Exercise: Reproduce each of the following rows verbatim, keeping every line unchanged.
****
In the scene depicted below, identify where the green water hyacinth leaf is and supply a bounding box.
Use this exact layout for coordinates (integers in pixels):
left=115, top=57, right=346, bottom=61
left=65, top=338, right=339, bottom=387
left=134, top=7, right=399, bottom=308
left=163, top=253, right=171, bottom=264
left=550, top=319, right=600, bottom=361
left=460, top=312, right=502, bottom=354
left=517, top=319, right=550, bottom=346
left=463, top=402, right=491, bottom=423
****
Answer below:
In the scene depicted below, identify where the green water hyacinth leaf is and supply a bounding box.
Use this exact layout for coordinates (integers in pixels):
left=115, top=57, right=346, bottom=61
left=65, top=338, right=339, bottom=387
left=134, top=7, right=399, bottom=308
left=163, top=253, right=171, bottom=264
left=550, top=319, right=600, bottom=361
left=460, top=312, right=502, bottom=354
left=517, top=319, right=550, bottom=346
left=463, top=402, right=491, bottom=423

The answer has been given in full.